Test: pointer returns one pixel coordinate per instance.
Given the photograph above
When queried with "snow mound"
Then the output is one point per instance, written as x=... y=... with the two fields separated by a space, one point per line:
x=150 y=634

========

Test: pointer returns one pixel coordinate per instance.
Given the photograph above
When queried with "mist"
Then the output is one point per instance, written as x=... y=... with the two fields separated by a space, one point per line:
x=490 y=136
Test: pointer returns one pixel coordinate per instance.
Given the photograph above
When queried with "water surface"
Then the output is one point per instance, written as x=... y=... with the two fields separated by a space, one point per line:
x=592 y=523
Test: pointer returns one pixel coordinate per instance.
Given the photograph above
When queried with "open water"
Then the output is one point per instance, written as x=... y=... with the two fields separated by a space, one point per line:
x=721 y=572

========

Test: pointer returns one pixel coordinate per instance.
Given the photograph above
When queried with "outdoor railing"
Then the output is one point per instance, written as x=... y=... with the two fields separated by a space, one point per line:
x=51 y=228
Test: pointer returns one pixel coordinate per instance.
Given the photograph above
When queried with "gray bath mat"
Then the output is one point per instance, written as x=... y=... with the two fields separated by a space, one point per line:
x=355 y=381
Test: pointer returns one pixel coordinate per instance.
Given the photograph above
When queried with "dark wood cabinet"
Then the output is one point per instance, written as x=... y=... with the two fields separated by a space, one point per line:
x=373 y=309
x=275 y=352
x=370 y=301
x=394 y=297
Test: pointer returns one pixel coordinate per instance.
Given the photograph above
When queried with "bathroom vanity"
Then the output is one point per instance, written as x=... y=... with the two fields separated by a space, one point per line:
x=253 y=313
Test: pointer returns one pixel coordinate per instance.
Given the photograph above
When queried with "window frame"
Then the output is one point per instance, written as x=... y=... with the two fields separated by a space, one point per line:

========

» **STATED EXERCISE**: Show each line from the records above that contains the word "When", copying the lines in full.

» **COMPLETE OUTPUT**:
When queried with "snow mound"
When queried with "mist"
When queried with "water surface"
When queried with "open water"
When queried with "outdoor railing"
When queried with "gray bath mat"
When queried with "dark wood cabinet"
When queried with "bathroom vanity"
When queried with "window frame"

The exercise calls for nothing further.